[START OF Extract provided]

EU2.instance_name=EU2
EU2.instance_number=2
EU2.thread=2
EU2.undo_tablespace=UNDOEU2

undo_management=auto

Creating the RAC database
At this stage $ORACLE_HOME and $ORACLE_SID must be defined in the environment and the init.ora file must be found on $ORACLE_HOME/dbs.

As we said before, on UNIX (Linux) the init.ora on $ORACLE_HOME/dbs is typically a soft link to $ORACLE_BASE/admin/$ORACLE_SID/pfile/init${ORACLE_SID}.ora

For this operation, the parameter cluster_database should be set to FALSE; in fact, the first part is not different from creating a database with a single instance and this setting avoids some unnecessary complexity at this stage.

cluster_database = FALSE

The database can now be created using normal scripts.

[END OF Extract provided]

**Your goal**
In the RAC database setup notes, what value should the cluster_database parameter have while the database is being created?

[START OF Information supplied]

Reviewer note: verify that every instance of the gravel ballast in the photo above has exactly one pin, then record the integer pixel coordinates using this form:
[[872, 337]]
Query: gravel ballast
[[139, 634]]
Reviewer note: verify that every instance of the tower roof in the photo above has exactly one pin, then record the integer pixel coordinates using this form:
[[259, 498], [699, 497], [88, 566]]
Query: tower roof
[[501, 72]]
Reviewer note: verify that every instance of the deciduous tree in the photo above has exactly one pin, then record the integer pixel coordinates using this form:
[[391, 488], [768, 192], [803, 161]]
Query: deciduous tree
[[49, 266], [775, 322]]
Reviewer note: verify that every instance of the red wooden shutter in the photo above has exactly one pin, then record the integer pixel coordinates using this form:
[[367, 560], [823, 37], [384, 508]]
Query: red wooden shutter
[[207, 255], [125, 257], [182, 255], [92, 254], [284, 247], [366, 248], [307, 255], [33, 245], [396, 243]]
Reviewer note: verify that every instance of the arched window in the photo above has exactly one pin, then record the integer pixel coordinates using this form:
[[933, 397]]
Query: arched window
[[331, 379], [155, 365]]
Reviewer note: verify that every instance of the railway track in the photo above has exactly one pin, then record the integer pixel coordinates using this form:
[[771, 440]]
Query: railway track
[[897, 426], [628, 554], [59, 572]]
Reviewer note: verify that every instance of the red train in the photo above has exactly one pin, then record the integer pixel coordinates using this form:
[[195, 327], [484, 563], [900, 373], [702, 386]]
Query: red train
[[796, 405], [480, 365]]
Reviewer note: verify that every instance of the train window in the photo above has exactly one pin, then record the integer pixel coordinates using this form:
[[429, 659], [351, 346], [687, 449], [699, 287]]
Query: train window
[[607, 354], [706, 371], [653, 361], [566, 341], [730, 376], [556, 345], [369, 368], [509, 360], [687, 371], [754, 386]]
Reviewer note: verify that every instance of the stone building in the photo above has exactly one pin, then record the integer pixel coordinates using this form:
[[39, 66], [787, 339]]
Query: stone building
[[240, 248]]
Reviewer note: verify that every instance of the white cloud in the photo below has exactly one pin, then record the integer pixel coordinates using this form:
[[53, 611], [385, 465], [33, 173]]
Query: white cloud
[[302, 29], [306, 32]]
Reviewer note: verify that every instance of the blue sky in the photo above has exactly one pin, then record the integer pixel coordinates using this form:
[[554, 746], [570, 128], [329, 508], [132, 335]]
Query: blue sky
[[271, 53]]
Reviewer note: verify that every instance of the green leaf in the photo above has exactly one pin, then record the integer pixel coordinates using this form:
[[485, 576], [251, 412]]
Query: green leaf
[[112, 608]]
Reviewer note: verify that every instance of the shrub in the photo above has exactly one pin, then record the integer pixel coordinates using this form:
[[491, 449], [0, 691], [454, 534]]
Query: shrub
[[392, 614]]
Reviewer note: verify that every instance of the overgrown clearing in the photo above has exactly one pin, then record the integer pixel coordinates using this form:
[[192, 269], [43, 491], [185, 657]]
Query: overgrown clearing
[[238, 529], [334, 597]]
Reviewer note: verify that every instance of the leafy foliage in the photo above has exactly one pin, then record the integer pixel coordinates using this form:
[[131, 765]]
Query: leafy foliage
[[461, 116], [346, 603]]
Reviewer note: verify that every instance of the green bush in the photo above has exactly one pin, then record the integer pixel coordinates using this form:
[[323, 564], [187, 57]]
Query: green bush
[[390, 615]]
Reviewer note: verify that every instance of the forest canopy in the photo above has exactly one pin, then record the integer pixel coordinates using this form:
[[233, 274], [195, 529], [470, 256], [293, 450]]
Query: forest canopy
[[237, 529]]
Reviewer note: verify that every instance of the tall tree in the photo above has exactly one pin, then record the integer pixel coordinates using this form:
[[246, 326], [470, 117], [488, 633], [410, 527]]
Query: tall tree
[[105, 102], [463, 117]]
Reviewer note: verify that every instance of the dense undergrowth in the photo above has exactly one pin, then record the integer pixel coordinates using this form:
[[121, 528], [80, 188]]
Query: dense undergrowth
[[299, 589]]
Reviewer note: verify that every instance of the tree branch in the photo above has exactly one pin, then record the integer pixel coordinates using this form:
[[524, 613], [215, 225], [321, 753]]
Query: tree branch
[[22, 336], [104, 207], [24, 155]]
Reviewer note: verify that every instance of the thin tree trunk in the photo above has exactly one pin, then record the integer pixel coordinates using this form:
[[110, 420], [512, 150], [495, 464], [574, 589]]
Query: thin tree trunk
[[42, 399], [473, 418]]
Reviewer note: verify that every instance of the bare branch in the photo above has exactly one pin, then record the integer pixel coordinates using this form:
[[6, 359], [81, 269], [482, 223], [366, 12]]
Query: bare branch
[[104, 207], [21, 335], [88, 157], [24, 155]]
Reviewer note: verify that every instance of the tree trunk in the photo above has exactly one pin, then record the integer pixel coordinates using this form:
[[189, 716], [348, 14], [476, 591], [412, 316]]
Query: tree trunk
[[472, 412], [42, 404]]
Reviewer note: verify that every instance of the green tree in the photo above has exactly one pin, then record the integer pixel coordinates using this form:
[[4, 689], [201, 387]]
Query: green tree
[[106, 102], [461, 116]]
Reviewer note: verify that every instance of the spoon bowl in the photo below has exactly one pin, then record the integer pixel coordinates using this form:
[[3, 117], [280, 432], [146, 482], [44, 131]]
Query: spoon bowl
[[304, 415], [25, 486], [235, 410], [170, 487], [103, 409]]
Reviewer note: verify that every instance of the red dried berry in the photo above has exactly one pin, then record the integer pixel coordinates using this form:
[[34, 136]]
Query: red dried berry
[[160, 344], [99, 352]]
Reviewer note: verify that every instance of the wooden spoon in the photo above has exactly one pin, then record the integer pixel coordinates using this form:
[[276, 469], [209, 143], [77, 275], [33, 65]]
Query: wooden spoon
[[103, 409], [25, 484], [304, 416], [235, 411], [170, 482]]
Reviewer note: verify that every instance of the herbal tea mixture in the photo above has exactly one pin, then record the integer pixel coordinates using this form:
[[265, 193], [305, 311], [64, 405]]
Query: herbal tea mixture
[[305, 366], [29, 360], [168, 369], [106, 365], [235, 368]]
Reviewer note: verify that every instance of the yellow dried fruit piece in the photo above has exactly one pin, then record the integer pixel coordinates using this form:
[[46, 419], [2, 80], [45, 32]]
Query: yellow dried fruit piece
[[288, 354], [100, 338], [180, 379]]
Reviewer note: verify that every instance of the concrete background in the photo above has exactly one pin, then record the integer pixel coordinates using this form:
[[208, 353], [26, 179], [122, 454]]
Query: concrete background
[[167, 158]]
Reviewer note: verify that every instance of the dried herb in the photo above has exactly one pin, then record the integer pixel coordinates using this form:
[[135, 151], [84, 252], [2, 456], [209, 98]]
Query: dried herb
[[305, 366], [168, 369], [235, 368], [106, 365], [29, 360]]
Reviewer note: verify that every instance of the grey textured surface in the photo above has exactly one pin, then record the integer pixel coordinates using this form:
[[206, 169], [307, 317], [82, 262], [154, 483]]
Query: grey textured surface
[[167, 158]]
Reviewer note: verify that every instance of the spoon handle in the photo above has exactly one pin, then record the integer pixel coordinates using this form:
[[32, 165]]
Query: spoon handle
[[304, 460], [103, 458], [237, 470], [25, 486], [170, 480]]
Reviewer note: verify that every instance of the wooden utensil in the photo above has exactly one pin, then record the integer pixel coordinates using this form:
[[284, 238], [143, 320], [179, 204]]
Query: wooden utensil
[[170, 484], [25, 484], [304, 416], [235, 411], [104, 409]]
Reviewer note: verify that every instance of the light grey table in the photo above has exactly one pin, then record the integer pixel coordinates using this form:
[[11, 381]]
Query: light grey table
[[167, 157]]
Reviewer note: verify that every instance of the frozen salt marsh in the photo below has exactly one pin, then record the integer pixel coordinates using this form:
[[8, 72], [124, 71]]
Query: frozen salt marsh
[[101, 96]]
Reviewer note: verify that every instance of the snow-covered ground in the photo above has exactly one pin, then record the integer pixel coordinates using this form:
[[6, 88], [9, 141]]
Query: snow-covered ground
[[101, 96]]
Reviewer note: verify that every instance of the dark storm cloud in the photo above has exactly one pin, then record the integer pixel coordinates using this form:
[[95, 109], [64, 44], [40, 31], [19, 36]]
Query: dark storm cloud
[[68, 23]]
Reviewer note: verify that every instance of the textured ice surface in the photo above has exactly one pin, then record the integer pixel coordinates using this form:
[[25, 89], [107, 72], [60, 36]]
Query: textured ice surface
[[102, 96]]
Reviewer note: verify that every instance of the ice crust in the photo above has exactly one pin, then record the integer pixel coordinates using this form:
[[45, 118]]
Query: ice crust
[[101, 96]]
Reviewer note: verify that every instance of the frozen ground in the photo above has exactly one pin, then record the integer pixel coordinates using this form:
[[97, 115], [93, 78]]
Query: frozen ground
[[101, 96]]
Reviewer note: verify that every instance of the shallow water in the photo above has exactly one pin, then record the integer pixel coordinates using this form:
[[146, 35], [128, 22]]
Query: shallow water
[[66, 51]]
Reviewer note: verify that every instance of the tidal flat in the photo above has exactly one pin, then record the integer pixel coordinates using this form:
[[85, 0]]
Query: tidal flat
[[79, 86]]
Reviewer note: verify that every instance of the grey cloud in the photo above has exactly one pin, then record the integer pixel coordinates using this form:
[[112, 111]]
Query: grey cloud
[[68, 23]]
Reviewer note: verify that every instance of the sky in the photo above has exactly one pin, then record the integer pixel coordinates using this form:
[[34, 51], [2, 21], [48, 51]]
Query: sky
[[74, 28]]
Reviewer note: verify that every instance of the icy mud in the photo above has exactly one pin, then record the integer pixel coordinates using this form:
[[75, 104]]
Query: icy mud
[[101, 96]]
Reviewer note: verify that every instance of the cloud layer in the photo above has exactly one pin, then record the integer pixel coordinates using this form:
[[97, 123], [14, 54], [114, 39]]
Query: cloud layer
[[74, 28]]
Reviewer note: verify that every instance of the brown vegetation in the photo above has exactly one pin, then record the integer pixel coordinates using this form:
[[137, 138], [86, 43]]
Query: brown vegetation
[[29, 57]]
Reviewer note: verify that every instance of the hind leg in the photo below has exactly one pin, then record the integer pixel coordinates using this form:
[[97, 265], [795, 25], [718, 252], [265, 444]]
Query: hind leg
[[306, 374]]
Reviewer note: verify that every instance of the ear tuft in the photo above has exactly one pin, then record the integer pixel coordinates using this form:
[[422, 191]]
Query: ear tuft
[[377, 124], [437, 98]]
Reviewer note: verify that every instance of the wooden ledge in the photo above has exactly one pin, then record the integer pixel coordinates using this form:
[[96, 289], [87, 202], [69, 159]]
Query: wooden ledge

[END OF Information supplied]

**Task result**
FALSE